[Image point grounding data]
+ + +

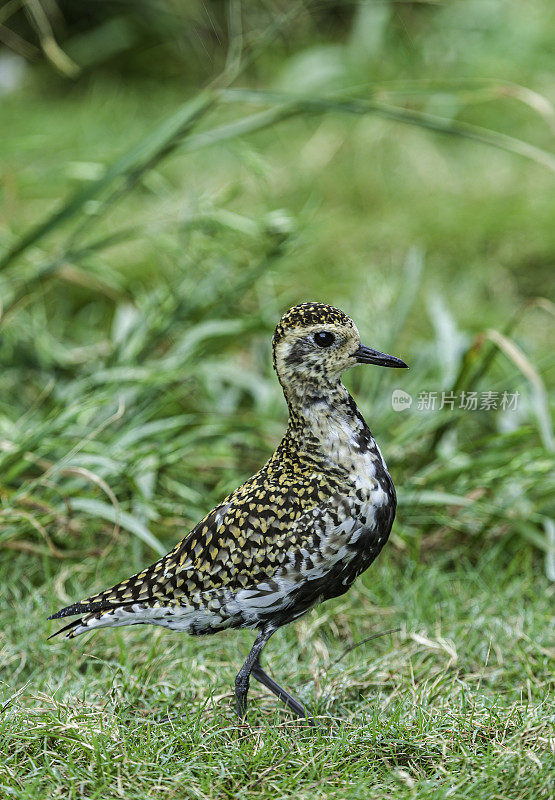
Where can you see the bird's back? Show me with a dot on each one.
(298, 531)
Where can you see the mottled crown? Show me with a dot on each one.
(306, 314)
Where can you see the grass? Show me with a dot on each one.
(137, 391)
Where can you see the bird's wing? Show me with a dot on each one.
(239, 543)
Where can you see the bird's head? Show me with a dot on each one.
(315, 343)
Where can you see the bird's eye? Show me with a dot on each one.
(324, 338)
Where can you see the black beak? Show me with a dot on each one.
(366, 355)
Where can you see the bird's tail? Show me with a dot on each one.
(112, 606)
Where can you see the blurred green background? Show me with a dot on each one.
(174, 177)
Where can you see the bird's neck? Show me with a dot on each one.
(324, 422)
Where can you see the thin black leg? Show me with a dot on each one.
(285, 697)
(242, 679)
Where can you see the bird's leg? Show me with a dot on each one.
(285, 697)
(242, 678)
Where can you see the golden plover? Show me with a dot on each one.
(295, 534)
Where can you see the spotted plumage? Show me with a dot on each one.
(296, 533)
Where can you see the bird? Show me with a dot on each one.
(297, 533)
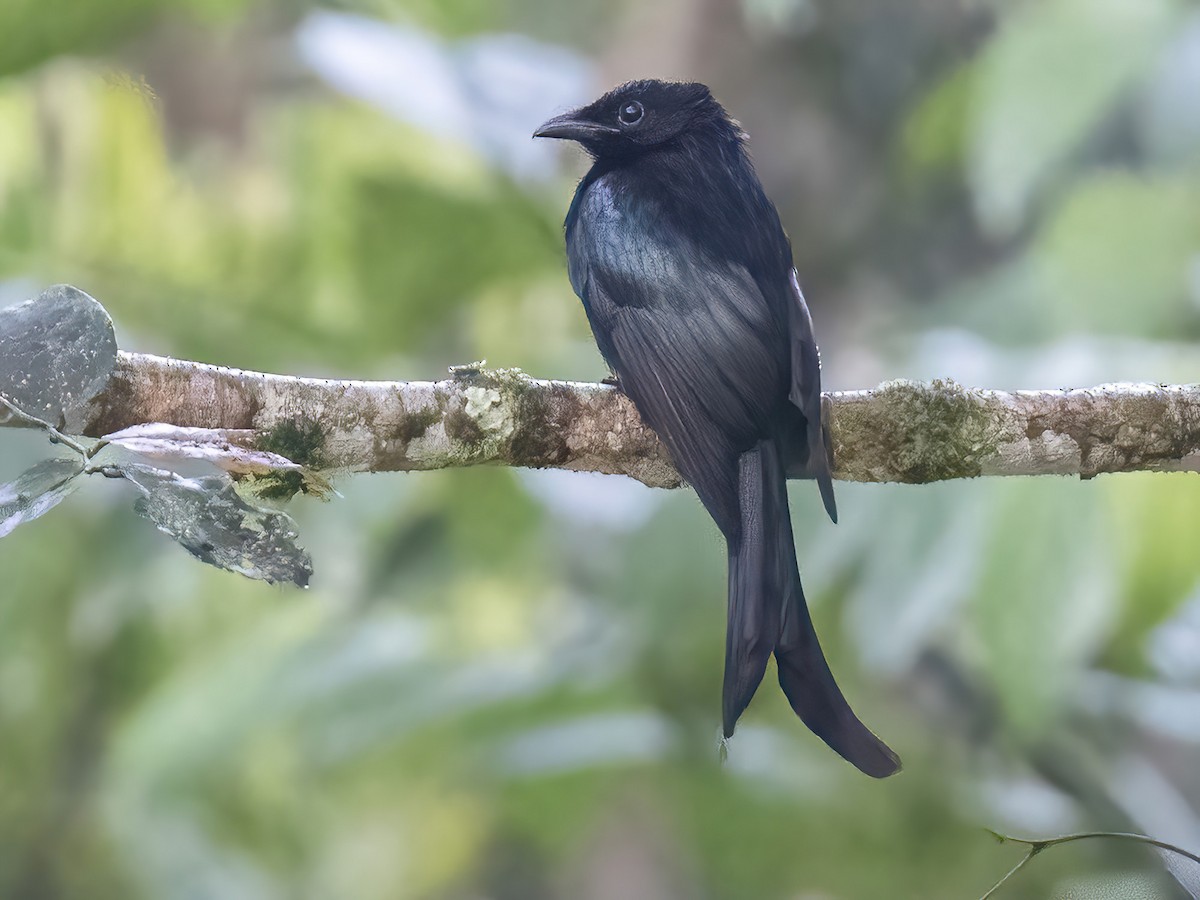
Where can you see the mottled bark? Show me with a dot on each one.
(901, 431)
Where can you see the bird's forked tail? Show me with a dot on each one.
(768, 615)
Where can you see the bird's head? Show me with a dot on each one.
(641, 115)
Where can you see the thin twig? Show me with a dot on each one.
(1037, 846)
(35, 423)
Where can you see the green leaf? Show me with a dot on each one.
(216, 526)
(57, 352)
(37, 491)
(1045, 82)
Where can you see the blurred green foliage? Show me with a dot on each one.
(504, 684)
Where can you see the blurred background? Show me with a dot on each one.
(505, 684)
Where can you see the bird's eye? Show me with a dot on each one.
(631, 113)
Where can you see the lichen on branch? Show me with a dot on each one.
(903, 431)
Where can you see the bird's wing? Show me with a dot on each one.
(700, 357)
(805, 395)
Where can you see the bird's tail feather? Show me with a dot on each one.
(768, 613)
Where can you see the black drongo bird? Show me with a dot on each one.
(687, 279)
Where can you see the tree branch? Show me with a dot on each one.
(901, 431)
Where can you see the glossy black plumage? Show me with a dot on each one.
(687, 279)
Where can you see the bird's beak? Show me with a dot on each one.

+ + +

Brief:
Retype exactly, and only, the lines from the line holding "Where can you see the tree" through the last line of the data; both of those lines count.

Output of the exercise:
Where can you see the tree branch? Show me with a dot on each one.
(901, 431)
Where can you see the glossy black plumage? Show me with a dot on each one.
(687, 279)
Where can you see the bird's beak? Show me with a dot on each one.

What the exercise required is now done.